Print every line of the material below unchanged, in the same order.

▶ _Excerpts from labeled region data_
##############################
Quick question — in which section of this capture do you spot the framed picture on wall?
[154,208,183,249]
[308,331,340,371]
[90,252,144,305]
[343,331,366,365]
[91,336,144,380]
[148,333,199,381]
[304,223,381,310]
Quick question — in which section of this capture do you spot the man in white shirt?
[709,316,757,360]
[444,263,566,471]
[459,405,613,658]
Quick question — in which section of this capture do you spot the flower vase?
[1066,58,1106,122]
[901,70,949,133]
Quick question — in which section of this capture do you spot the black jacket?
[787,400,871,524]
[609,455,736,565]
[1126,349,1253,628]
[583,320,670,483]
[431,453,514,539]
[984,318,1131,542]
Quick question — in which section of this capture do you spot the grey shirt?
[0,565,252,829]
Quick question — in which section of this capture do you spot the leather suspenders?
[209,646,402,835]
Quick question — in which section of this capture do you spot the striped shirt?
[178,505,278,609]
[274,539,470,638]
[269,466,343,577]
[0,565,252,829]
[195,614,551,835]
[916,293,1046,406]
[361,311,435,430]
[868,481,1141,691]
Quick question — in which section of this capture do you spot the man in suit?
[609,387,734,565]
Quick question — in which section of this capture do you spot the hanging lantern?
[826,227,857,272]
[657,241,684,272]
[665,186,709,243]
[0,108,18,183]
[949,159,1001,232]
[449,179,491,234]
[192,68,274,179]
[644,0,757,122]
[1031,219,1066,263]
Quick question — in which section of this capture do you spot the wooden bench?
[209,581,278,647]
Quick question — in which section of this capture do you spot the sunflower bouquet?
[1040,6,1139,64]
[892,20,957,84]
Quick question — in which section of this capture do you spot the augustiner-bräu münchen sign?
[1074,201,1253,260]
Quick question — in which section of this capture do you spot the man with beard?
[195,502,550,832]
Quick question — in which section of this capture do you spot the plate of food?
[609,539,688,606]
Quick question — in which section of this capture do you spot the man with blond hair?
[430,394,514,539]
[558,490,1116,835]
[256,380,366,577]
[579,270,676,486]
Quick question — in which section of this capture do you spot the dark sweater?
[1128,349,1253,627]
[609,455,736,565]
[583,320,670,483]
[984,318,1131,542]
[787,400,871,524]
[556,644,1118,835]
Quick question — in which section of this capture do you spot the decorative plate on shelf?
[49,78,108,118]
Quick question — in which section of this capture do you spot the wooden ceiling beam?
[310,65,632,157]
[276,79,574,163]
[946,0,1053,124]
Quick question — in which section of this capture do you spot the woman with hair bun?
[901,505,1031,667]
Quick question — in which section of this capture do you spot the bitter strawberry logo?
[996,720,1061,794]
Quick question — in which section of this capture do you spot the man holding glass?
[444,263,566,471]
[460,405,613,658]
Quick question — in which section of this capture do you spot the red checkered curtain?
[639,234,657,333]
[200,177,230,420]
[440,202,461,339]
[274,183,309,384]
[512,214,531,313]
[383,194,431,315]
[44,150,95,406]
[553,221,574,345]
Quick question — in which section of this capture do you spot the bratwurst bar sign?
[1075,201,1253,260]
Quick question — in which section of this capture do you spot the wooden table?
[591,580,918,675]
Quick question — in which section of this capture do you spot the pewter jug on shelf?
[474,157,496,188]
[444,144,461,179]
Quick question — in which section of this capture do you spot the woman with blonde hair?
##############################
▶ _Correct answer_
Quick question — in which section of this capture do you spot the framed picture on wall?
[154,208,183,249]
[308,331,340,371]
[90,252,144,305]
[343,331,366,365]
[91,336,144,380]
[148,333,199,381]
[304,223,381,310]
Quick question — in which section of this capture do you spot the man in white shirt?
[709,316,757,360]
[444,263,566,471]
[459,405,613,658]
Quick question — in which section of this capture do you spot the flower vase?
[1066,58,1106,122]
[901,70,949,133]
Quick question — in which section of this capture do you spot the black jacket?
[787,400,871,524]
[609,455,736,565]
[1126,349,1253,628]
[583,320,670,483]
[431,453,514,539]
[984,318,1131,542]
Quick question — in which section of this capture do you spot the grey shirt?
[0,565,252,829]
Quick question — in which section of this capture do you spot the leather suspenders?
[209,646,402,835]
Quick question — in which section of this capture do you spot the striped shirt?
[178,505,278,609]
[274,539,470,638]
[269,466,343,577]
[0,565,252,829]
[195,614,551,835]
[916,293,1046,406]
[361,311,435,430]
[868,481,1141,691]
Quick question — in which section of this capture do you spot the man in suit?
[609,387,734,565]
Quick question — in which section of this capture do you spot the hanging lantern?
[826,227,857,272]
[657,241,684,272]
[665,186,709,243]
[0,108,18,183]
[949,159,1001,232]
[449,179,491,234]
[192,68,274,179]
[644,0,757,122]
[1031,219,1066,263]
Quick question — in which section of this capture do you spot the wooden bench?
[209,581,278,647]
Quick question — in which section of this capture do you spot the sunflower bouquet?
[1040,6,1139,64]
[892,20,957,84]
Quick question — in which section of this capture do you spot the augustiner-bräu münchen sign?
[1074,201,1253,260]
Quick question — in which section of this capture do you spot the man with beard?
[195,502,550,832]
Quick question — in which section of this capture do you spot the plate of food?
[609,539,688,606]
Quick question — in which section of this capture do you spot the man with blond hair?
[430,394,514,539]
[558,490,1116,835]
[256,380,366,577]
[579,270,676,486]
Quick question — in which section of this capture do you spot the dark sweater?
[1128,349,1253,627]
[609,455,736,565]
[583,320,670,483]
[984,318,1131,542]
[787,400,871,524]
[556,644,1118,835]
Quick question — in which section of this capture do you spot the decorative plate on shelf?
[49,78,108,118]
Quick question — in which section of this capture do you spot the wooden ceiling beam?
[310,65,632,157]
[276,79,574,163]
[946,0,1053,124]
Quick question — in which section of this capture do you spot the woman with hair bun?
[901,505,1031,667]
Quick question — in which section of this capture do you spot the bitter strawberry logo?
[996,720,1061,794]
Quick question — in which section of this capture do you spot the man holding glass?
[444,263,566,471]
[460,405,613,658]
Quick question — in which section of this capture do you spot the red checkered curtain?
[639,234,657,333]
[200,177,230,420]
[440,202,461,339]
[274,183,309,384]
[512,214,531,313]
[383,194,431,315]
[44,150,95,406]
[553,221,574,345]
Quick question — in which section of this capture do you spot the bratwurst bar sign?
[1075,201,1253,260]
Quick question — in which section of this capture do you spot the wooden table?
[591,580,918,675]
Quick question — in which section of this capture do you spot the pewter jug on shelf?
[474,157,496,188]
[444,144,461,179]
Quick question — in which section of this capture do you spot the woman with blonde hair?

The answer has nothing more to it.